What you have to do.
Give all of the lines again exactly as they read.

(Position identification records)
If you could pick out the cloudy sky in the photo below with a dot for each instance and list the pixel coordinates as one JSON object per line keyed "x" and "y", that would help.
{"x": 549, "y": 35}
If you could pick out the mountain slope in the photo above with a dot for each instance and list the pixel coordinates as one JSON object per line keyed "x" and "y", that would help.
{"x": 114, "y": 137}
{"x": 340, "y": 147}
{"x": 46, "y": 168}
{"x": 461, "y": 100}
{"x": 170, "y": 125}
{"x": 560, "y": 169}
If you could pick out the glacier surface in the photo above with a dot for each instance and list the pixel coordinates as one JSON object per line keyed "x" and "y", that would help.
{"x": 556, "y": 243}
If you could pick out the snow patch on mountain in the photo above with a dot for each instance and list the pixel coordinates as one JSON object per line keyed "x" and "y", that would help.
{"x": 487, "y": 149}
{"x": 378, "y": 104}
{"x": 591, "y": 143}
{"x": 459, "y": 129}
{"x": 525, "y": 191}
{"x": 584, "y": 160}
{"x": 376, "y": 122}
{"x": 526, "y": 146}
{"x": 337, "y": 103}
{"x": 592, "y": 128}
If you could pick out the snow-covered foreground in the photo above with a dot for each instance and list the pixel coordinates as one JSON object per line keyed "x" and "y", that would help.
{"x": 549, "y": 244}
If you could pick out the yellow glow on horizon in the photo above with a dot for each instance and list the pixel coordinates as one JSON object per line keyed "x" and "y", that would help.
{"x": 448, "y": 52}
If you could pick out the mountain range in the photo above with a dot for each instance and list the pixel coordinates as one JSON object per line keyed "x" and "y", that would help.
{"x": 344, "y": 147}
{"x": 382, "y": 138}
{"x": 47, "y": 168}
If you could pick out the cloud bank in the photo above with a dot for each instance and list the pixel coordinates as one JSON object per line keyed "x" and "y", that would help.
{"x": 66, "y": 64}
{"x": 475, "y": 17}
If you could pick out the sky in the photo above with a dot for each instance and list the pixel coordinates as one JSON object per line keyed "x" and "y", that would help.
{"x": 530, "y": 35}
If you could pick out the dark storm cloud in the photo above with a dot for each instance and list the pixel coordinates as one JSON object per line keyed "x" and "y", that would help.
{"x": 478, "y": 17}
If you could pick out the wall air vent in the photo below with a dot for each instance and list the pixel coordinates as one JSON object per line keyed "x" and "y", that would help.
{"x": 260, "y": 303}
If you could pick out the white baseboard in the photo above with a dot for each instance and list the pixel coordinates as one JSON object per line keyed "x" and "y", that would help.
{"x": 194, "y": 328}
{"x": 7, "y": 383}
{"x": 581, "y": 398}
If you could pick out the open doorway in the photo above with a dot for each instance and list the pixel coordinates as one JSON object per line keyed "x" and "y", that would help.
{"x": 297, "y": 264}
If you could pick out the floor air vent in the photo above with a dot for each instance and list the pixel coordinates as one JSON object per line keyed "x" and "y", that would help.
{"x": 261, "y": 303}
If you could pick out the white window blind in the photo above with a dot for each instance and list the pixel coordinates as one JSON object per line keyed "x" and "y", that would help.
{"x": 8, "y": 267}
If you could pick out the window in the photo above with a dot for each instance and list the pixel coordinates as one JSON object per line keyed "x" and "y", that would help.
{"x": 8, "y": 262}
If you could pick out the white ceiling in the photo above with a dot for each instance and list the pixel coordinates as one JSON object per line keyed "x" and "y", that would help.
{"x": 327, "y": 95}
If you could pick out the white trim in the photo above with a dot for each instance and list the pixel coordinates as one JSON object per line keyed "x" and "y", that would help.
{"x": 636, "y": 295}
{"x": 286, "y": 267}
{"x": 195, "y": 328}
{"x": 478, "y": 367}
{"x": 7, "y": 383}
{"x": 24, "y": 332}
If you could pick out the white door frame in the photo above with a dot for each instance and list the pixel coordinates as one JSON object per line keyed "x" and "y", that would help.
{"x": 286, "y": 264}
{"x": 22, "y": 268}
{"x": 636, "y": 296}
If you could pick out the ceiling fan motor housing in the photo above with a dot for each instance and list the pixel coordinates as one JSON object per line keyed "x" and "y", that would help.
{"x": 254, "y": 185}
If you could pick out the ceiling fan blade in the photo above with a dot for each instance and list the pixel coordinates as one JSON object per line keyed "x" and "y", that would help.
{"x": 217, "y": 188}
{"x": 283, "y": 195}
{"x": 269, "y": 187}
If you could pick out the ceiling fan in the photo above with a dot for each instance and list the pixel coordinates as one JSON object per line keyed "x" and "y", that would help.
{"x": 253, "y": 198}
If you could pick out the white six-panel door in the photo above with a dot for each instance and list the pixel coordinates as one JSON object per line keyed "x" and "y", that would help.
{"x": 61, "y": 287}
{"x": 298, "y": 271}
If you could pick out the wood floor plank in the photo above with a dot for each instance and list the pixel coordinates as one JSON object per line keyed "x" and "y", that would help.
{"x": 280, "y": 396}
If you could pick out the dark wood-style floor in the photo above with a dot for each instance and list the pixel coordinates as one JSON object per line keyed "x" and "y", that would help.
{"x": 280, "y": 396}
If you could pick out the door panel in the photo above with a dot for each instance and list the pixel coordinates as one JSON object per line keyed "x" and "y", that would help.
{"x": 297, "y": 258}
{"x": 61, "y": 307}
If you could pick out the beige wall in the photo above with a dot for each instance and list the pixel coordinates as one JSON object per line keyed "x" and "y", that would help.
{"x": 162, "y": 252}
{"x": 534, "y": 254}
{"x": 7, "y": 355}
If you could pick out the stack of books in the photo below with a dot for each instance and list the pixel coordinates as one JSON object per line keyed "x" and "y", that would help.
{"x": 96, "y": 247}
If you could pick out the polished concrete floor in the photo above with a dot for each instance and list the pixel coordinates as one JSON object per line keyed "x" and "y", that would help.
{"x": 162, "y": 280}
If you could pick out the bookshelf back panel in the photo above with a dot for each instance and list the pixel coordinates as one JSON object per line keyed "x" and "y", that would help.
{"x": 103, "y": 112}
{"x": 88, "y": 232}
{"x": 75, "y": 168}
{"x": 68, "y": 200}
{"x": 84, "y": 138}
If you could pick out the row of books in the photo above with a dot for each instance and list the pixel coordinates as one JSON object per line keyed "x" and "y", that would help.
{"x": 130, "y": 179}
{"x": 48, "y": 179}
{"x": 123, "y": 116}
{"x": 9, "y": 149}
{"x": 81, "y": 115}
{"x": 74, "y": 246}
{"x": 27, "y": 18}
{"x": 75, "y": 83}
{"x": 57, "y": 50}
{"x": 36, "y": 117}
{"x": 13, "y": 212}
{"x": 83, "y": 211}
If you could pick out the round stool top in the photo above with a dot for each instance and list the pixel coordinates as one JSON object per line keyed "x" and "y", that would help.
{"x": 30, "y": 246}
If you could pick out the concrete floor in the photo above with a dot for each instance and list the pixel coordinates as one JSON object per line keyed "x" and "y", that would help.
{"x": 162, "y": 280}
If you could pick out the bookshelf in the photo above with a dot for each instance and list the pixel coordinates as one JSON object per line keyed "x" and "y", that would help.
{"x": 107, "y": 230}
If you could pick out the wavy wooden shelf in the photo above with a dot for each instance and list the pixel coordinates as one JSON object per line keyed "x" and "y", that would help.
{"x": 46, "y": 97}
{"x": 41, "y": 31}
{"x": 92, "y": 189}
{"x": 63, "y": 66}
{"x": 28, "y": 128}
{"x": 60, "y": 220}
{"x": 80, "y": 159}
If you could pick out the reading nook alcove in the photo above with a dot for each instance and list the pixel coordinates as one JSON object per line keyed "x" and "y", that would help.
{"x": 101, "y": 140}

Answer for the task.
If you could pick out the cloudy sky in the photo below with a dot for each instance and list the pixel coordinates as one JSON object per line keyed "x" and "y", that would help.
{"x": 549, "y": 35}
If you could pick out the mountain slope in the photo above with a dot for each instance and list the pixel coordinates as one JSON object per line keyed "x" and "y", that would help.
{"x": 114, "y": 137}
{"x": 340, "y": 147}
{"x": 46, "y": 168}
{"x": 461, "y": 100}
{"x": 170, "y": 125}
{"x": 560, "y": 169}
If you could pick out the glacier surface in the photo above with a dot for each instance and list the pixel coordinates as one JSON object per line keyed "x" and "y", that would help.
{"x": 556, "y": 243}
If you could pick out the snow patch on mountain in the photo above with a dot for each instance and list the pixel coordinates as one JSON object per line keyed "x" and "y", that would help.
{"x": 487, "y": 149}
{"x": 378, "y": 104}
{"x": 591, "y": 143}
{"x": 459, "y": 129}
{"x": 525, "y": 191}
{"x": 584, "y": 160}
{"x": 376, "y": 122}
{"x": 526, "y": 146}
{"x": 337, "y": 103}
{"x": 592, "y": 128}
If you could pick out the snow-covered foreground in the photo above with a dot for each instance and list the pixel coordinates as one JSON object per line keyed "x" and "y", that would help.
{"x": 549, "y": 244}
If you could pick out the yellow glow on horizon in the photo above with a dot for each instance and list the pixel coordinates as one JSON object per line keyed "x" and "y", that would help.
{"x": 448, "y": 52}
If you could pick out the mountain range in the photo above with a dot for each instance and list the pixel coordinates as one JSON object per line keyed "x" and "y", that would help.
{"x": 344, "y": 147}
{"x": 382, "y": 138}
{"x": 47, "y": 168}
If you could pick out the cloud bank in the photo above with a dot for each instance and list the pixel coordinates as one JSON object per line keyed "x" and "y", that would help.
{"x": 66, "y": 64}
{"x": 475, "y": 17}
If you could pick out the sky in the photo above with a dot for each instance and list the pixel coordinates as one JSON object per line keyed "x" and "y", that would help.
{"x": 530, "y": 35}
If you could pick out the dark storm cloud in the photo above with a dot for each instance and list the pixel coordinates as one JSON object per line keyed "x" and "y", that would help.
{"x": 478, "y": 17}
If you could pick out the wall air vent in the photo below with a dot for each instance and list the pixel coordinates as one JSON object per line keyed "x" and "y", that would help.
{"x": 260, "y": 303}
If you could pick out the white baseboard in the photo above with a dot for each instance and list the pixel coordinates as one JSON object per line keyed "x" and "y", that would help.
{"x": 194, "y": 328}
{"x": 7, "y": 383}
{"x": 581, "y": 398}
If you could pick out the open doorway in the photo above with a dot for each instance and list the pixel coordinates as one JSON object per line keyed "x" and "y", that would help.
{"x": 297, "y": 264}
If you could pick out the floor air vent in the photo above with a dot for each instance and list the pixel coordinates as one JSON object per line keyed "x" and "y", that would help.
{"x": 261, "y": 303}
If you could pick out the white window blind in the photo above with a dot for each instance and list the pixel coordinates as one JSON object per line keyed "x" and "y", that would help.
{"x": 8, "y": 267}
If you could pick out the window in the photo above with a dot for each instance and list the pixel coordinates as one JSON object per line keyed "x" and "y", that would help.
{"x": 8, "y": 262}
If you could pick out the white ceiling in the photo above with a dot for each instance and list the pixel coordinates as one JSON object per line keyed "x" and "y", that would help.
{"x": 327, "y": 95}
If you could pick out the white trim in the photo above with a dot for each instance and list the pixel coordinates as one JSON object per line keyed "x" and "y", that would help.
{"x": 636, "y": 295}
{"x": 286, "y": 267}
{"x": 195, "y": 328}
{"x": 478, "y": 367}
{"x": 7, "y": 383}
{"x": 24, "y": 332}
If you could pick out the white door frame in the photo above with a dot for each instance and list the pixel coordinates as one JSON object per line keyed "x" and "y", that would help.
{"x": 286, "y": 264}
{"x": 22, "y": 268}
{"x": 636, "y": 296}
If you could pick out the ceiling fan motor housing in the photo above with a dot for each instance and list the pixel coordinates as one JSON object per line keyed "x" and "y", that would help.
{"x": 254, "y": 185}
If you could pick out the ceiling fan blade in the photo above with a dot for each instance and list the pixel coordinates as one JSON object per line keyed "x" and "y", that would help.
{"x": 217, "y": 188}
{"x": 283, "y": 195}
{"x": 269, "y": 187}
If you could pick out the ceiling fan in the photo above with a dot for each instance and list the pixel coordinates as one JSON object per line keyed "x" and "y", that would help.
{"x": 253, "y": 198}
If you could pick out the white six-panel door in the photo above with a dot for each instance and list the pixel coordinates as one JSON object per line keyed "x" and "y", that would help.
{"x": 61, "y": 287}
{"x": 298, "y": 271}
If you could pick out the wood floor plank in the photo above with a dot for each instance and list the pixel coordinates as one JSON object per line keyed "x" and "y", that would help.
{"x": 280, "y": 396}
If you could pick out the dark wood-style floor in the photo above with a dot for each instance and list the pixel coordinates as one JSON object per line keyed "x" and "y", that would help.
{"x": 280, "y": 396}
If you could pick out the door panel in the photo above with a dot for each instance and list the pixel coordinates as one JSON object per line keyed "x" and "y", that would help.
{"x": 297, "y": 258}
{"x": 61, "y": 307}
If you could pick out the beige wall in the photo above with a dot for each instance and list the pixel coordinates as one JSON object per line keyed "x" and "y", that would help.
{"x": 162, "y": 252}
{"x": 534, "y": 254}
{"x": 7, "y": 355}
If you could pick out the stack of books in the photo below with a dot for each instance and list the pixel coordinates as one JSON object per line keyed "x" and "y", that would help.
{"x": 96, "y": 247}
If you could pick out the polished concrete floor in the photo above with a dot for each instance and list the pixel coordinates as one JSON object per line keyed "x" and "y", that would help.
{"x": 162, "y": 280}
If you could pick out the bookshelf back panel in the photo above with a dot for each instance and list the pixel coordinates as one JSON object per line keyed "x" and "y", that would help.
{"x": 103, "y": 112}
{"x": 88, "y": 232}
{"x": 75, "y": 168}
{"x": 68, "y": 200}
{"x": 84, "y": 138}
If you could pick out the row of books in the photo above with a dot for each instance and list the pixel coordinates as one JSON object per line keyed "x" and "y", that would help.
{"x": 130, "y": 179}
{"x": 48, "y": 179}
{"x": 123, "y": 116}
{"x": 9, "y": 149}
{"x": 81, "y": 115}
{"x": 74, "y": 246}
{"x": 27, "y": 18}
{"x": 75, "y": 83}
{"x": 57, "y": 50}
{"x": 36, "y": 117}
{"x": 13, "y": 212}
{"x": 83, "y": 211}
If you could pick out the round stool top in the photo above with a dot for each instance and list the pixel coordinates as one JSON object per line keyed "x" and "y", that would help.
{"x": 30, "y": 246}
If you could pick out the concrete floor in the photo above with a dot for each instance and list the pixel coordinates as one JSON object per line keyed "x" and "y", that would help.
{"x": 162, "y": 280}
If you could pick out the bookshelf in the photo above with a dot for each instance and list the pixel coordinates as one JSON object per line keyed "x" and "y", that would help.
{"x": 107, "y": 230}
If you could pick out the wavy wooden shelf in the photo above with a dot for each instance and list the pixel coordinates as one JSON object per line keyed "x" and "y", that would help.
{"x": 46, "y": 97}
{"x": 41, "y": 31}
{"x": 92, "y": 189}
{"x": 63, "y": 66}
{"x": 28, "y": 128}
{"x": 60, "y": 220}
{"x": 80, "y": 159}
If you could pick out the reading nook alcove in the photo above with a dot for each instance and list the pixel coordinates as one JSON object per line keyed "x" and "y", that would help.
{"x": 101, "y": 140}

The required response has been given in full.